-- Start INFORMATION SUPPLIED --

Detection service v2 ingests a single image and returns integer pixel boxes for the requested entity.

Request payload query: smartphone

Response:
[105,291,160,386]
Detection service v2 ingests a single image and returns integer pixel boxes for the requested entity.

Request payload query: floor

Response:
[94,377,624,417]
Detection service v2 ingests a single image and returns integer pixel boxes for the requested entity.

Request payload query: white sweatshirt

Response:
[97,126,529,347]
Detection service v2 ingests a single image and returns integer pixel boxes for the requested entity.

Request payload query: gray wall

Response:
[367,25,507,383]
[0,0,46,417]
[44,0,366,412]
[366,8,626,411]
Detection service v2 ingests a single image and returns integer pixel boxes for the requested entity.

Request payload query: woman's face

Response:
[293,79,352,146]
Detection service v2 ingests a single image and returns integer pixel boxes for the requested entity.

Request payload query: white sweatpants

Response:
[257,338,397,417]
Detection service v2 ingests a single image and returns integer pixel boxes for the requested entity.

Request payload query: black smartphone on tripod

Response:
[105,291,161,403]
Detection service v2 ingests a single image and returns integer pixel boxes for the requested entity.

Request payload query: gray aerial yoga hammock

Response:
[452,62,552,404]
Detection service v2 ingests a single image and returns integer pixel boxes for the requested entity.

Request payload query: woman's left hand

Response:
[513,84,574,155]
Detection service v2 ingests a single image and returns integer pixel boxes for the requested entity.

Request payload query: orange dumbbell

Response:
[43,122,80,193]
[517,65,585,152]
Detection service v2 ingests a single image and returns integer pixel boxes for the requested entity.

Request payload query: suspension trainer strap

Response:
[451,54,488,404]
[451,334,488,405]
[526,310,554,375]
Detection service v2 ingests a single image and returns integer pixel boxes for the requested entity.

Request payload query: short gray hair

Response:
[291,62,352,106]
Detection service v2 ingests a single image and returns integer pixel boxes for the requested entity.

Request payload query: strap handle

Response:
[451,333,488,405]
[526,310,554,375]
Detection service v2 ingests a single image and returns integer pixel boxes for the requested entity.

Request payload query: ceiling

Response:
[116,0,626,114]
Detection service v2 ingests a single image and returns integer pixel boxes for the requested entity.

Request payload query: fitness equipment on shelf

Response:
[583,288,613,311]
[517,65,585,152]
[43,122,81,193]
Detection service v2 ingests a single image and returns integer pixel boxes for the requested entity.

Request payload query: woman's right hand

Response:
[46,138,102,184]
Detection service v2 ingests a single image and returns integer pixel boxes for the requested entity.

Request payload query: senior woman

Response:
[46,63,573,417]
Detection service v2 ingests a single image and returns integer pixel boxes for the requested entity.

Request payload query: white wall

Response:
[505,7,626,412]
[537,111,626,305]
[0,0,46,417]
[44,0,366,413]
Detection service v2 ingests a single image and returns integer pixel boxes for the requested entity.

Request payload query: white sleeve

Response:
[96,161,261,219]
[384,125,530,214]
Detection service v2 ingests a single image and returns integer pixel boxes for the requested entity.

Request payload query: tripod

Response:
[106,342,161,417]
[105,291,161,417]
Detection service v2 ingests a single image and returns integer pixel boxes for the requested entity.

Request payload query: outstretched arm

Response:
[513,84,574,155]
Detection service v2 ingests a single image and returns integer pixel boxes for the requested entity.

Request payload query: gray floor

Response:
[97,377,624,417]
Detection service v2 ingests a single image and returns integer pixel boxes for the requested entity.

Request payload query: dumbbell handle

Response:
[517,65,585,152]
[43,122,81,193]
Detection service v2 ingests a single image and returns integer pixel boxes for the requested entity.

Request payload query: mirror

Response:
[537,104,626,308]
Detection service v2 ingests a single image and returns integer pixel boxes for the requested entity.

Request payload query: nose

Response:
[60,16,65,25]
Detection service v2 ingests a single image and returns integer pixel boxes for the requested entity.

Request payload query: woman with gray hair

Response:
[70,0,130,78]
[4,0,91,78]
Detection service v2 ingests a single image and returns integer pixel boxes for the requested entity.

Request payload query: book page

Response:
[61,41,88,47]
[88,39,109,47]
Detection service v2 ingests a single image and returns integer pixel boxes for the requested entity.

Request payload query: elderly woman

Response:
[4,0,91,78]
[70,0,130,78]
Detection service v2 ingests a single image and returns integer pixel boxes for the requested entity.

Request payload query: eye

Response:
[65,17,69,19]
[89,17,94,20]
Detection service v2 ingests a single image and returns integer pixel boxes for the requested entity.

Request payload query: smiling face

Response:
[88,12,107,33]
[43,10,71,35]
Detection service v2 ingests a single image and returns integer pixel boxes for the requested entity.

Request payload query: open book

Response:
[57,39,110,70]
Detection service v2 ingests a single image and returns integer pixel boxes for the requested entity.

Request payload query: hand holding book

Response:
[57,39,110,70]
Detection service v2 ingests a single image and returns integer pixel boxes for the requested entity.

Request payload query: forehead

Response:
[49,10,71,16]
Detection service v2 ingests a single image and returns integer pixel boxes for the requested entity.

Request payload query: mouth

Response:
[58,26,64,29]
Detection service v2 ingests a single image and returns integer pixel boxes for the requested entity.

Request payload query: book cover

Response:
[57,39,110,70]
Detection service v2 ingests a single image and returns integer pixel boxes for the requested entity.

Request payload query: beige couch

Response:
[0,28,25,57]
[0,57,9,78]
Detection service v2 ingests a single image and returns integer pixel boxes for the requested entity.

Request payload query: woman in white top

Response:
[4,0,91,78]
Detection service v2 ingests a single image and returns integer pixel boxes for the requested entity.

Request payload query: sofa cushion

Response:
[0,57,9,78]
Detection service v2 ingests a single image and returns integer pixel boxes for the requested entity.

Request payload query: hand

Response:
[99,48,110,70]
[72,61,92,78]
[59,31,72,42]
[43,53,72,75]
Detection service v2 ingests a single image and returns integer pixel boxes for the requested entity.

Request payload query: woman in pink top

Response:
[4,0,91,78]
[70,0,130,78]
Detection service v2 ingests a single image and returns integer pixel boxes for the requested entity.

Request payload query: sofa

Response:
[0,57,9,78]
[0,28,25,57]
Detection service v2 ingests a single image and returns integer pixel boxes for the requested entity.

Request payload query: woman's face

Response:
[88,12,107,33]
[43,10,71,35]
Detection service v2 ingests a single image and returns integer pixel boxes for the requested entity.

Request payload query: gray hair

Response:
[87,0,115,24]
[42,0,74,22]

-- End INFORMATION SUPPLIED --
-- Start INFORMATION SUPPLIED --

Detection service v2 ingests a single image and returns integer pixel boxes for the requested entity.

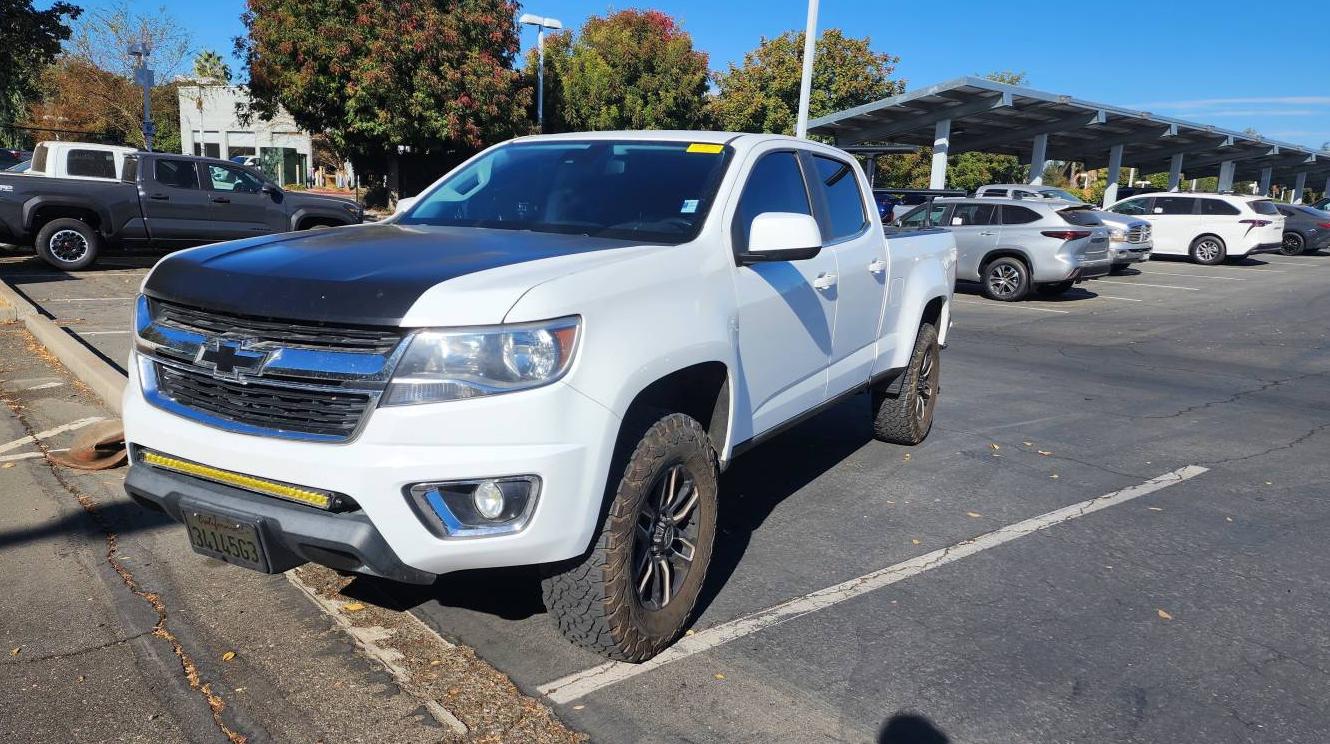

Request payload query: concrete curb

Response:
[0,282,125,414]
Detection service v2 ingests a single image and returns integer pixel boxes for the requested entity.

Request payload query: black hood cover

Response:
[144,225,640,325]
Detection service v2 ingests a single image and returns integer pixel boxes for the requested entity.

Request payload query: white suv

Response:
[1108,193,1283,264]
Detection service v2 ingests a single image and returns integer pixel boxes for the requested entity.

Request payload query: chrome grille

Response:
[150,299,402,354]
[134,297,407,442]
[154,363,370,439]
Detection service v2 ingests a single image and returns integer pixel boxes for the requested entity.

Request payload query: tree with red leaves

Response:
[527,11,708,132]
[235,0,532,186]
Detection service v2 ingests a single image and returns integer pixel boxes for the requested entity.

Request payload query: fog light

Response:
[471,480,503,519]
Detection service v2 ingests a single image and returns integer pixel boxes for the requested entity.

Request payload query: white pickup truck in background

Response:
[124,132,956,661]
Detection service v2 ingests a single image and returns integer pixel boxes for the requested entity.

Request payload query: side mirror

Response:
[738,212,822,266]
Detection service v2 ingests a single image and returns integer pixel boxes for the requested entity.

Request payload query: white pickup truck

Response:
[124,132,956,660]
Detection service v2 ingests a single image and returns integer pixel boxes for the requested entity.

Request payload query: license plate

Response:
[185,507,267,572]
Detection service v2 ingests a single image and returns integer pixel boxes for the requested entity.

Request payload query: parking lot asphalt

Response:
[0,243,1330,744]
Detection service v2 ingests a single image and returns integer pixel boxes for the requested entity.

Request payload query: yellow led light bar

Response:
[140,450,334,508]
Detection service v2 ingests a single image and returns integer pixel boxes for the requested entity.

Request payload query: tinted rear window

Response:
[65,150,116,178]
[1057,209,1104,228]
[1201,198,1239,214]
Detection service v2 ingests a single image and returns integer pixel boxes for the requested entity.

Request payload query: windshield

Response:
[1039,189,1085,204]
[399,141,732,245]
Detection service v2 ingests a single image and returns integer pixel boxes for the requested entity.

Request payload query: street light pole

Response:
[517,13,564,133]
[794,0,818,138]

-- End INFORMATION SUPPLIED --

**REQUIRED TASK**
Pull out every line of the rows above that contains the string "floor", treating uppercase and lowercase letters as different.

**SOLUTION TO THE PROBLEM**
Request payload query: floor
Request payload query: gray floor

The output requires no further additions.